(Image point grounding data)
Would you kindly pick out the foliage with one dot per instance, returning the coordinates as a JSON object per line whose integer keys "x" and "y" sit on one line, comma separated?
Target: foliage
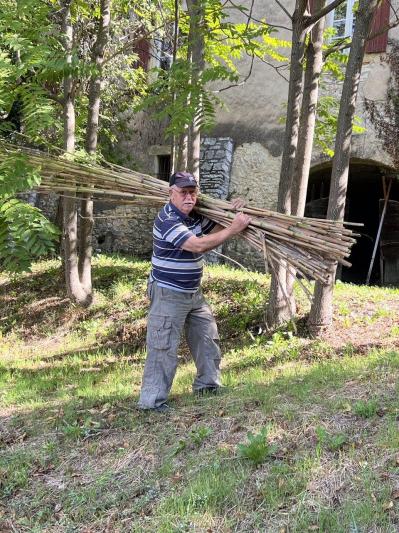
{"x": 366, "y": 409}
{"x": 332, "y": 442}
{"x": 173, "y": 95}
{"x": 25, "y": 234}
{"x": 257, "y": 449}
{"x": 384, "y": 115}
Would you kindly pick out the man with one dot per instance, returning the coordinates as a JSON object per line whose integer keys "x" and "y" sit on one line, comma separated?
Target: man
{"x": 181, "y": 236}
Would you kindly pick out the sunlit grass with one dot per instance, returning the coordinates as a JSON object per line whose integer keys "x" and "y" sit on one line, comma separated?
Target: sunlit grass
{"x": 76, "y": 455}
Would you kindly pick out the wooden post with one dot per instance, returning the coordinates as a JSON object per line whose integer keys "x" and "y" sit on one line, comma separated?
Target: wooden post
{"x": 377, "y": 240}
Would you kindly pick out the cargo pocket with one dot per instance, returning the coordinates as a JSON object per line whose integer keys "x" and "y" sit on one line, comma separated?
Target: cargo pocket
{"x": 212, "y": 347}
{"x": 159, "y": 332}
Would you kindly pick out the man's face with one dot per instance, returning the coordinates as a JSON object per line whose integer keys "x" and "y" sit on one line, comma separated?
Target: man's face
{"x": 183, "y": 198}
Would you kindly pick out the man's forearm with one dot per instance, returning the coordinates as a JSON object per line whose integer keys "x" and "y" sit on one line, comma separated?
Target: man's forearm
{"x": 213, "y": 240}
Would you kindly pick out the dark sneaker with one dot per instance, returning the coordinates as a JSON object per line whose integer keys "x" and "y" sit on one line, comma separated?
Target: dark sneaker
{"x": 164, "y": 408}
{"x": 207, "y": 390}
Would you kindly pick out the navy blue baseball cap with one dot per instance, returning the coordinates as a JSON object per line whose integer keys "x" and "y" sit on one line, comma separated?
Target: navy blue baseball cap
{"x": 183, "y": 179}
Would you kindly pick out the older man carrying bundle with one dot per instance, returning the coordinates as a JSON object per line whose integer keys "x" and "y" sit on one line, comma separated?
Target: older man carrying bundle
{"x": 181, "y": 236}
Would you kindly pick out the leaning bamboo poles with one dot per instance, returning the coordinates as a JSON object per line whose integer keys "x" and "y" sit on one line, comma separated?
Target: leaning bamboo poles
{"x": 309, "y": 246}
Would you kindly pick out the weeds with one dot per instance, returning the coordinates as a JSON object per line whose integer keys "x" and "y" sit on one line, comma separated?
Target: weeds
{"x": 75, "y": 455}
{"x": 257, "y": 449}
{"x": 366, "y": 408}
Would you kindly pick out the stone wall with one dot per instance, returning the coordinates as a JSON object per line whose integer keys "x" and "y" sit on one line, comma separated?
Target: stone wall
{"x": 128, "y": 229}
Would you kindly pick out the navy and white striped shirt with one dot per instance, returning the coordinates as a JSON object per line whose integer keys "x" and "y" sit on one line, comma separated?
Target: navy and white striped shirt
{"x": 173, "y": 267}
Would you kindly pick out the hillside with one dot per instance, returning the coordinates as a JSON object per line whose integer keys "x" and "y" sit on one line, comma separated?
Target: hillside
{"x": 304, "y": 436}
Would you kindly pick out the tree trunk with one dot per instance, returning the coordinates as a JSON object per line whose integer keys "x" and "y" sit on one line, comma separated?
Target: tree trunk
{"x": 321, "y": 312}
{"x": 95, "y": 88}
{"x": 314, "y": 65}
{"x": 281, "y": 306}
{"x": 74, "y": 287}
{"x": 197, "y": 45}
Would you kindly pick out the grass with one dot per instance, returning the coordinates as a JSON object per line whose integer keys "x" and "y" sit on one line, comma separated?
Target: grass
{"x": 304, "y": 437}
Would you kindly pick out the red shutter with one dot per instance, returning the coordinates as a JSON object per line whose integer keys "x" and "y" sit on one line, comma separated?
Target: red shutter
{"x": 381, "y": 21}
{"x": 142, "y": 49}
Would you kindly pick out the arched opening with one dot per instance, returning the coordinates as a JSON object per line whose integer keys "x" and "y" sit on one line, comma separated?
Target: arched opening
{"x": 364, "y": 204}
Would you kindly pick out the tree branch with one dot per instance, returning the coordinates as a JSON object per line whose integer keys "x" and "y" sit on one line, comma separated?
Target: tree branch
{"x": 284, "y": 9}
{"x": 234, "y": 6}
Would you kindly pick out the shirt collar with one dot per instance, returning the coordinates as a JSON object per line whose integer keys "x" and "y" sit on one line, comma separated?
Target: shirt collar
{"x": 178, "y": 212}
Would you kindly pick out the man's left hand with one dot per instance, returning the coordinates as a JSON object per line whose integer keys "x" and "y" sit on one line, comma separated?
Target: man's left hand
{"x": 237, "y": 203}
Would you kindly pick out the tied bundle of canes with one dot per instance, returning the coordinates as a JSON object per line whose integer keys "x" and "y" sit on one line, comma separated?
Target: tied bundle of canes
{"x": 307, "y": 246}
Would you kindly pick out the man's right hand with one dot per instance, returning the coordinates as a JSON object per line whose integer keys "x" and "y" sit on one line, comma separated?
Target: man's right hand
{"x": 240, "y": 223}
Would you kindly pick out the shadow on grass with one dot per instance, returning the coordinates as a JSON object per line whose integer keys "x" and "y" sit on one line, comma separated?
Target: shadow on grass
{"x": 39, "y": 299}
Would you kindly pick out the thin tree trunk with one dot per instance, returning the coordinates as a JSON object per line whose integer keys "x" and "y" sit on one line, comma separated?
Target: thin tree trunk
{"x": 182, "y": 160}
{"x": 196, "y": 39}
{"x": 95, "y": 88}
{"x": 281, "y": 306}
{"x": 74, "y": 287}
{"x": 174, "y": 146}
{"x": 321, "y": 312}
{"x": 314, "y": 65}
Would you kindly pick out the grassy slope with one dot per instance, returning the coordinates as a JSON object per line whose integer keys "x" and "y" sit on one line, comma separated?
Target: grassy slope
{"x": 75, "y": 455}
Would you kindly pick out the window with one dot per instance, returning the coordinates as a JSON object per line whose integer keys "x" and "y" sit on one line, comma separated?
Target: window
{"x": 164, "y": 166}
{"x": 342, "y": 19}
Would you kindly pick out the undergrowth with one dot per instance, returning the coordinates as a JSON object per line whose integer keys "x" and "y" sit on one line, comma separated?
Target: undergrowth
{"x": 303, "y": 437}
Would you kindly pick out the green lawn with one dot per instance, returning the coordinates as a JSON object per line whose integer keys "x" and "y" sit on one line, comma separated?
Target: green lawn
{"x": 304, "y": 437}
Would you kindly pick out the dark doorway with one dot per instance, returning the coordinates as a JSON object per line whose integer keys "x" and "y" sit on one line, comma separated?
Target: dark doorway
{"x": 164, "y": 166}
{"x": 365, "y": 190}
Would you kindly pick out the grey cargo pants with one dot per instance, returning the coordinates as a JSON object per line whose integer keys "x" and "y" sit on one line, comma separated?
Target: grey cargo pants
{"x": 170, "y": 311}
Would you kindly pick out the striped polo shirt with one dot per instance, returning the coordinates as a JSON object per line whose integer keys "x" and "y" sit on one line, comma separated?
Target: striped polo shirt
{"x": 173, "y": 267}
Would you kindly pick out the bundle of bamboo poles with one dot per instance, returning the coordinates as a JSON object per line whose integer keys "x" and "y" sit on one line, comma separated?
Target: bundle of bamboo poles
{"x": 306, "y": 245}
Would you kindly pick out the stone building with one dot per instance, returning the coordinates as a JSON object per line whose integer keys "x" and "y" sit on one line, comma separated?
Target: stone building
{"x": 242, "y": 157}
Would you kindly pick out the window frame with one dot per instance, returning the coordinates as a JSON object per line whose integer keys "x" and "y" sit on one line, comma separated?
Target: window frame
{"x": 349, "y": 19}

Task statement ▸ Except for the pictures, set down all of the records exactly.

The answer ▸
Would you kindly pick out the foliage with one dot per instance, returning the coordinates as a JSON object per line whose integer keys "x" and "y" sit on one line, comma separated?
Target: foliage
{"x": 366, "y": 409}
{"x": 332, "y": 442}
{"x": 173, "y": 95}
{"x": 25, "y": 234}
{"x": 257, "y": 449}
{"x": 384, "y": 115}
Would you kindly pick out the man with one dot per instance, returning the coordinates as a JSON object per line whose integer keys "x" and "y" sit on one line, comma separated?
Target: man
{"x": 181, "y": 236}
Would you kindly pick out the sunlit grass with one dot per instance, returning the coordinates as a JSON object per line whose integer keys "x" and "y" sit on one line, comma separated?
Target: sunlit grass
{"x": 76, "y": 455}
Would you kindly pick out the wooden post with one dot per instance, returning the coordinates as a JSON object per line whose integer keys "x" and "y" sit on one line, comma separated?
Target: wooden post
{"x": 377, "y": 240}
Would you kindly pick out the cargo pocket with one dot per instance, returning the coordinates as a JSON object per line whose integer keys "x" and "y" sit on one line, comma separated?
Target: cargo pocket
{"x": 212, "y": 347}
{"x": 159, "y": 332}
Would you kindly pick out the man's face with one dot per instance, returning the coordinates as a JSON object per line whose integer keys "x" and "y" sit on one line, comma separated?
Target: man's face
{"x": 183, "y": 198}
Would you kindly pick out the man's forearm with one dot per instance, returning the coordinates as a JSON object per line whose integer keys "x" and "y" sit on one line, comma separated?
Target: man's forearm
{"x": 213, "y": 240}
Would you kindly pick out the dark sneaker with one dot per instance, returning the coordinates as a JSON object per line whose integer keys "x" and "y" sit on one line, comma separated?
Target: dark sneaker
{"x": 164, "y": 408}
{"x": 207, "y": 390}
Would you kindly pick out the navy blue baseball cap with one dot per instance, returning the coordinates as a JSON object per line whose integer keys "x" and "y" sit on one line, comma separated?
Target: navy blue baseball cap
{"x": 183, "y": 179}
Would you kindly pick out the older man carrying bundle with one dot per instance, returning the coordinates as a JSON object per line whose integer keys "x" and "y" sit on one line, comma separated?
Target: older man carrying bundle
{"x": 181, "y": 236}
Would you kindly pick out the leaning bamboo poles with one dot per instance, returning the coordinates as a JSON object per line whose integer keys "x" and "y" sit on one line, comma separated?
Target: leaning bamboo poles
{"x": 309, "y": 246}
Would you kindly pick out the weeds with one dot per instance, returning the coordinates as a JSON object per line whose integer keys "x" and "y" sit on one line, comma separated?
Target: weeds
{"x": 75, "y": 455}
{"x": 257, "y": 449}
{"x": 366, "y": 408}
Would you kindly pick out the stone wall with one dot per instance, returning the coordinates as a JSON object per line whose integer keys "x" and "y" sit on one line, comma separated?
Target: stone wall
{"x": 128, "y": 229}
Would you kindly pick out the navy and white striped shirt with one dot per instance, returning the coordinates as a JSON object per line whose integer keys "x" and "y" sit on one line, comma separated?
Target: navy and white striped shirt
{"x": 173, "y": 267}
Would you kindly pick out the hillside with one dot per instance, returning the coordinates as a JSON object per line whose integer keys "x" and "y" sit on one line, comma separated?
Target: hillside
{"x": 304, "y": 436}
Would you kindly pick out the tree trunk with one dot per instance, returning the coordinates as a JSON object per line whose integer keys "x" and "y" sit on one line, comma separated?
Target: tree trunk
{"x": 321, "y": 312}
{"x": 95, "y": 88}
{"x": 314, "y": 65}
{"x": 281, "y": 306}
{"x": 74, "y": 287}
{"x": 197, "y": 45}
Would you kindly pick out the grass with one dot per instance, returning the coordinates as a JSON object per line whose integer keys "x" and "y" sit on one line, comma separated?
Target: grass
{"x": 304, "y": 437}
Would you kindly pick out the red shutter with one dot per instance, returning the coordinates as a JSON object per line whose integer keys "x" and "y" sit on one line, comma separated?
Target: red shutter
{"x": 381, "y": 21}
{"x": 142, "y": 49}
Would you kindly pick out the arched opening with one dot per instance, returning the coordinates as a JSON object per line whose integer keys "x" and "y" sit on one line, comma separated?
Target: arched opening
{"x": 364, "y": 204}
Would you kindly pick out the tree branch with one dot per instance, returning the coordinates as a JSON object per line whose integer keys "x" and "y" sit on one line, comma separated?
Target: tree branch
{"x": 284, "y": 9}
{"x": 234, "y": 6}
Would you kindly pick out the shirt collar with one dot per instance, returning the coordinates as a JSON object per line whose integer keys "x" and "y" sit on one line, comma separated?
Target: shirt collar
{"x": 178, "y": 212}
Would you kindly pick out the man's left hand with one dot per instance, returning the coordinates as a JSON object per line whose integer keys "x" and "y" sit on one line, comma separated?
Target: man's left hand
{"x": 237, "y": 203}
Would you kindly pick out the tied bundle of canes with one dot per instance, returning the coordinates as a JSON object per line whose integer keys "x" and "y" sit on one line, comma separated?
Target: tied bundle of canes
{"x": 307, "y": 246}
Would you kindly pick out the man's right hand with one dot per instance, returning the coordinates as a JSON object per line whose integer keys "x" and "y" sit on one line, comma separated?
Target: man's right hand
{"x": 240, "y": 223}
Would you kindly pick out the shadow on grass with one dot per instance, returning the coordinates as a JSON object per line whose integer keys "x" and "y" sit on one line, comma separated?
Target: shadow on grass
{"x": 39, "y": 299}
Would you kindly pick out the thin tree trunk with one dot per instance, returning the coordinates as a JSON object per line whose integer keys "x" and "y" sit on one line, comma separated?
Target: thin tree trunk
{"x": 182, "y": 160}
{"x": 196, "y": 39}
{"x": 95, "y": 88}
{"x": 281, "y": 306}
{"x": 74, "y": 287}
{"x": 174, "y": 146}
{"x": 321, "y": 312}
{"x": 314, "y": 65}
Would you kindly pick out the grassy slope with one dot per instance, returning the coordinates as a JSON object per line whose integer keys "x" and "y" sit on one line, comma separated?
Target: grassy slope
{"x": 75, "y": 455}
Would you kindly pick out the window with one dot per instance, returning the coordinates as a JSON object per line whose integer keys "x" and "y" sit on one line, comma separated?
Target: window
{"x": 164, "y": 166}
{"x": 342, "y": 19}
Would you kindly pick out the undergrowth with one dot per instance, returning the coordinates as a JSON object per line whose integer keys "x" and "y" sit on one line, comma separated?
Target: undergrowth
{"x": 303, "y": 437}
Would you kindly pick out the green lawn with one dot per instance, returning the coordinates as a JSON object per line whose integer keys "x" and "y" sit on one line, comma separated?
Target: green lawn
{"x": 304, "y": 437}
Would you kindly pick out the dark doorway with one dot per instance, returning the coordinates as a JSON object per line whose integer keys "x" and "y" sit on one line, comma separated?
Target: dark doorway
{"x": 164, "y": 166}
{"x": 365, "y": 190}
Would you kindly pick out the grey cargo pants with one dot per instance, returning the coordinates as a JSON object per line whose integer keys "x" and "y" sit on one line, comma separated?
Target: grey cargo pants
{"x": 170, "y": 311}
Would you kindly pick out the striped polo shirt with one dot per instance, returning the coordinates as a JSON object per line whose integer keys "x" and "y" sit on one line, comma separated?
Target: striped polo shirt
{"x": 173, "y": 267}
Would you kindly pick out the bundle of bamboo poles with one dot per instance, returning the coordinates as a JSON object per line whose integer keys "x" and "y" sit on one line, comma separated?
Target: bundle of bamboo poles
{"x": 306, "y": 245}
Would you kindly pick out the stone building with one dot per instance, returning the coordinates as a JSON object per line whose integer keys "x" and "y" sit on one line, comma separated?
Target: stone building
{"x": 242, "y": 157}
Would you kindly pick out the window frame with one dot per instance, returning the coordinates as a JSON object per line whose integer keys "x" and "y" sit on one line, comma separated?
Target: window frame
{"x": 349, "y": 19}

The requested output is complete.